From there, the reunited five ninja turtles are whisked away to learn a new, tenth secret move from The Shredder and Kitsune, and, in the cliffhanger ending, face the Rat King, the prime mover behind the Armageddon Game.
Sophie Campbell continues to write the series, while Fero Pe provides all of the art. I, as always, would have preferred Campbell at least penciling the art to anyone else, but Pe is good, and the style is well within the range of Campbell's. My favorite bits of the collection, however, are the cover collaborations between Campbell and Kevin Eastman, of which there are seven. This is, in my mind, the ideal TMNT art team, and do hope IDW eventually has them draw a prestige graphic novel together, perhaps one that Campbell writes as well.
BORROWED:
Batman & The Joker: The Deadly Duo: The Deluxe Edition (DC Comics) Superstar artist, Image co-founder and Top Cow founder Marc Silvestri gets a special showcase series on DC's mature readers Black Label imprint, playing with two of the most popular toys in the publisher's toybox.

[Saved data entries]
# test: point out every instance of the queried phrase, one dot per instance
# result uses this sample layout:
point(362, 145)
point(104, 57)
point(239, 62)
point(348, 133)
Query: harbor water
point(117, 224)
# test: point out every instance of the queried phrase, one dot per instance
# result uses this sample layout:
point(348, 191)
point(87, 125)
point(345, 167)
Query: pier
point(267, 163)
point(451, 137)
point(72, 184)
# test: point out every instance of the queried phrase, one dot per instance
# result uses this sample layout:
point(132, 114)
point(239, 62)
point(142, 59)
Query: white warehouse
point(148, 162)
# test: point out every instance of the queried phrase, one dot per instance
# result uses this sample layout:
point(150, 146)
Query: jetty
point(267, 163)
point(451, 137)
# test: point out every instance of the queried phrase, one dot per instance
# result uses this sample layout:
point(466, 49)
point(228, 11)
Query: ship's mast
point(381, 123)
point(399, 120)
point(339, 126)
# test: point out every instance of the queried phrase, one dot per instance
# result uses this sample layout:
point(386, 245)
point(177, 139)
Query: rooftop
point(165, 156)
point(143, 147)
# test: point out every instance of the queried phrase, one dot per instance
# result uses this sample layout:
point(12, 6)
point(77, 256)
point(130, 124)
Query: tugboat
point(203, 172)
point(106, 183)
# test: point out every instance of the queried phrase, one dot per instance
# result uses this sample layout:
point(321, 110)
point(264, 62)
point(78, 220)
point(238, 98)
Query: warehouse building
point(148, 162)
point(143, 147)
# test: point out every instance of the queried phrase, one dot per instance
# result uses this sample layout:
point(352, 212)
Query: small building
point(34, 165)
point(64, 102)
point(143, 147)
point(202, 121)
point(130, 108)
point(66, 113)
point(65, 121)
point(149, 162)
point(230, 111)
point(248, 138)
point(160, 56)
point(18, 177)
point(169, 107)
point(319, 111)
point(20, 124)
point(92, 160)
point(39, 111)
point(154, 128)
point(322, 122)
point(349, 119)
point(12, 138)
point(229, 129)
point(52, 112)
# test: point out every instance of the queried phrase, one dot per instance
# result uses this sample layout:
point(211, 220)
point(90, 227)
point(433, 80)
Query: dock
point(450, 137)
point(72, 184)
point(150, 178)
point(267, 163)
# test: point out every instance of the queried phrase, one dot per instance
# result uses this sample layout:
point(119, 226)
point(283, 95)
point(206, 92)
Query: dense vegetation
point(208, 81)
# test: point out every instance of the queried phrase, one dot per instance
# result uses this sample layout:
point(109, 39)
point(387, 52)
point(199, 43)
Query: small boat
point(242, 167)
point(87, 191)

_WHAT IS ASKED_.
1. Translate this sentence from the comics review into Spanish: "Sophie Campbell continues to write the series, while Fero Pe provides all of the art."
2. Pick up the comics review after its last sentence and continue it.
The records are separate material and have no connection to the comics review.

_ANSWERS BELOW_.
1. Sophie Campbell sigue escribiendo la serie, mientras que Fero Pe se encarga de todo el arte.

2.
Originally a seven-issue miniseries, Batman & The Joker: The Deadly Duo features the rather unlikely—and quite unequal—"team-up" between the two archenemies, written as well as drawn by Silvestri (Colorist Arif Prianto provides the color art).
This is forced by the mysterious new villain, who spends much of the series hidden under a purple-ish hood and cloak (that's the villain on the cover, under Batman's right wing). By kidnapping Commissioner Gordon and Harley Quinn, the villain forces the pair to work together, giving them a series of impossible-seeming, almost Saw-like tasks involving deciding who should live and who should die.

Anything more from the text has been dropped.